- **DIRECTIONS**
- a) According to the review of the stage production of 1984, which actor plays Julia?
- b) For each statement, say whether it agrees with the review of the stage production of 1984, and quote the words of the review that decide it: (i) Tim Reid worked on the production as its video producer. (ii) Tom Conroy directed the production. (iii) George Orwell was born in 1903.
- c) Copy the passage of the review of the stage production of 1984 starting at "I remember watching" and ending at "born in 1903!".

- **TEXT BLOCK**
1984 by George Orwell


1984 by George Orwell

Sydney Theatre Company’s adaptation/direction of 1984 by Robert Icke and Duncan MacMillan is masterly. Wonderful use of multi-media by video producer Tim Reid perfectly conjures the pervasiveness of civil surveillance gone very, very wrong in a completely controlled, brutal and imploding society. Tom Conroy as ‘Winston’ and Ursula Mills as ‘Julia’ are believable as two young people who sense that there could be an alternative to the life they are living and who suffer the consequences for their free thought.

I remember watching the Tiananmen Square protests of 1989, memorable for all the obvious, sad reasons but also for the television’s split screen which showed (BBC, I think) coverage of the event and the radically different viewpoint of the newsreels Mainland China was broadcasting to its domestic audience. This production of 1984 will bring to mind that moment in history and also stories of the carefully curated reality streamed to North Korea's population, Chairman Mao’s children of the revolution reporting their family members for ‘dissident’ behaviour and, of course, terms like ‘fake news’ and ‘alternative facts’. I could go on. For me, the most unsettling cultural identification of this production were the two-way screens implied to be in everyone’s homes, workplaces and public spaces. To think the author of 1984, George Orwell, was a man born in 1903!

- **EXTRACTED INFORMATION**

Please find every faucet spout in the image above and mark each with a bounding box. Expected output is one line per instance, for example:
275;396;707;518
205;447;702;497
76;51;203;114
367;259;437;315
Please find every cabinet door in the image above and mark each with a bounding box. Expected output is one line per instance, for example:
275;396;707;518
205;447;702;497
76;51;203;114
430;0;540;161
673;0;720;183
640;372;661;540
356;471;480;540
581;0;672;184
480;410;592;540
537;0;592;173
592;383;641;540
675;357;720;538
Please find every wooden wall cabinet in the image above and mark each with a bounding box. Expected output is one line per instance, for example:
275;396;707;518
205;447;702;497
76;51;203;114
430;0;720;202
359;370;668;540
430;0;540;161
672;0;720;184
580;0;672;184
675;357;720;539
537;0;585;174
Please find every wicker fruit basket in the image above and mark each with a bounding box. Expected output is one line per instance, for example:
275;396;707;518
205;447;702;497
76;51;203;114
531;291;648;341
* * *
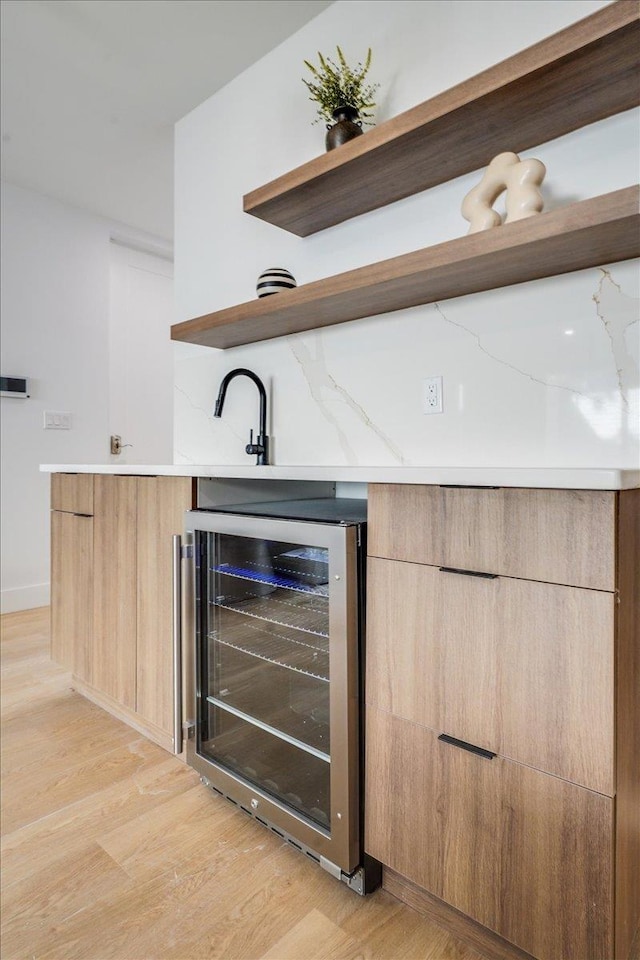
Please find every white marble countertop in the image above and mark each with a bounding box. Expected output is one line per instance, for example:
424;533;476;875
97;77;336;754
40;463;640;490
---
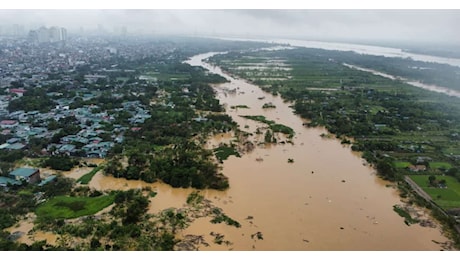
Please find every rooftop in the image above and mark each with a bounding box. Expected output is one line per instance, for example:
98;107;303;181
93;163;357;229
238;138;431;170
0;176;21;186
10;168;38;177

- **SOLVED PROBLEMS**
- a) Ursula Mills

- b)
(i) Yes: "Wonderful use of multi-media by video producer Tim Reid"
(ii) No: "adaptation/direction of 1984 by Robert Icke and Duncan MacMillan"
(iii) Yes: "George Orwell, was a man born in 1903!"

- c)
I remember watching the Tiananmen Square protests of 1989, memorable for all the obvious, sad reasons but also for the television’s split screen which showed (BBC, I think) coverage of the event and the radically different viewpoint of the newsreels Mainland China was broadcasting to its domestic audience. This production of 1984 will bring to mind that moment in history and also stories of the carefully curated reality streamed to North Korea's population, Chairman Mao’s children of the revolution reporting their family members for ‘dissident’ behaviour and, of course, terms like ‘fake news’ and ‘alternative facts’. I could go on. For me, the most unsettling cultural identification of this production were the two-way screens implied to be in everyone’s homes, workplaces and public spaces. To think the author of 1984, George Orwell, was a man born in 1903!